◆ **Short problem**
Each entry must appear again exactly as it does in the source.

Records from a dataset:
** Begin **

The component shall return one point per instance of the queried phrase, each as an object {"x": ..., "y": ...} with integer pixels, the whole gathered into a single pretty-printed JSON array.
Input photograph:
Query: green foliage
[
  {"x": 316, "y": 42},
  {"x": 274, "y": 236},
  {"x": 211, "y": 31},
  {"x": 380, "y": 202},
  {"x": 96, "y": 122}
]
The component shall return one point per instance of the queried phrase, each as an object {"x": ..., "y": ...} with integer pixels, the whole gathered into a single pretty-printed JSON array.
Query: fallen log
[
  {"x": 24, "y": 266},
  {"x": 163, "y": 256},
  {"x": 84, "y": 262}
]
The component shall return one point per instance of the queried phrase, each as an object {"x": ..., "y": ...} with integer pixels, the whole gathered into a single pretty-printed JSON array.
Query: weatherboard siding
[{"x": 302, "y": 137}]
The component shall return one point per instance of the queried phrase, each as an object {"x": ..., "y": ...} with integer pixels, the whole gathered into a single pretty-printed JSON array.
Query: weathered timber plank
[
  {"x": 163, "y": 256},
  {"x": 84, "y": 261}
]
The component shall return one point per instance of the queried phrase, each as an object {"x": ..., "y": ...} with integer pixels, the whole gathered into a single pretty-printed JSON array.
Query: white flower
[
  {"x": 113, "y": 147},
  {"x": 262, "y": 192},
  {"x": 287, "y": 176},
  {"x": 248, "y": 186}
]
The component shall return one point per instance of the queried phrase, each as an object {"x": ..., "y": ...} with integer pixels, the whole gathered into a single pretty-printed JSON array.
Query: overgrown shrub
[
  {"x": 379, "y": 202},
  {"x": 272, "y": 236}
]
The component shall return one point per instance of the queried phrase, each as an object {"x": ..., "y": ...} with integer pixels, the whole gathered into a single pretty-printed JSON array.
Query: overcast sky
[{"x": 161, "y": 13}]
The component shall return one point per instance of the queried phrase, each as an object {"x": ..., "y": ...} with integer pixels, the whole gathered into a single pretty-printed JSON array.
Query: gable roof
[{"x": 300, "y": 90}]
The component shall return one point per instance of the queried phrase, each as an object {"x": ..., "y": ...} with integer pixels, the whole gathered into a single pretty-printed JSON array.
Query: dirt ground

** End **

◆ **Answer**
The component shall return one point per instance of the queried phrase, each as an object {"x": ..., "y": ...} with integer pixels, the whole gathered into a single pretty-printed JSON array.
Input photograph:
Query: green foliage
[
  {"x": 316, "y": 42},
  {"x": 274, "y": 236},
  {"x": 211, "y": 31},
  {"x": 380, "y": 202},
  {"x": 96, "y": 122}
]
The component shall return one point per instance of the queried phrase, each as an object {"x": ..., "y": ...} with integer pixels, the whole gathered into a single pretty-printed JSON array.
Query: fallen log
[
  {"x": 24, "y": 266},
  {"x": 163, "y": 256},
  {"x": 84, "y": 262}
]
The component shall return one point per instance of the queried phrase, each as an object {"x": ..., "y": ...} with integer pixels, the whole gathered into a single pretty-printed JSON array.
Query: weatherboard siding
[{"x": 302, "y": 137}]
The component shall return one point per instance of the queried phrase, each as an object {"x": ..., "y": ...} with integer pixels, the whole gathered into a single pretty-printed JSON array.
Query: weathered timber plank
[
  {"x": 163, "y": 256},
  {"x": 84, "y": 261}
]
The component shall return one point per instance of the queried phrase, each as an object {"x": ..., "y": ...} with integer pixels, the whole gathered into a single pretty-printed JSON array.
Query: white flower
[
  {"x": 113, "y": 147},
  {"x": 262, "y": 192},
  {"x": 287, "y": 176},
  {"x": 248, "y": 186}
]
The component shall return one point per instance of the queried phrase, each as an object {"x": ..., "y": ...} with integer pixels, the whole gathered into a single pretty-printed JSON array.
Query: overgrown shrub
[
  {"x": 379, "y": 202},
  {"x": 272, "y": 236}
]
The component shall return one point per instance of the queried phrase, each as an object {"x": ..., "y": ...} with integer pixels, the whole gathered into a single pretty-printed JSON array.
Query: overcast sky
[{"x": 161, "y": 13}]
The component shall return one point per instance of the queried phrase, each as an object {"x": ..., "y": ...} with integer pixels, the whole gathered into a single pretty-printed JSON array.
Query: gable roof
[{"x": 300, "y": 90}]
The component shall return one point per instance of the queried phrase, each as an object {"x": ..., "y": ...} with integer pixels, the whole gathered into a single pretty-printed JSON array.
Query: dirt ground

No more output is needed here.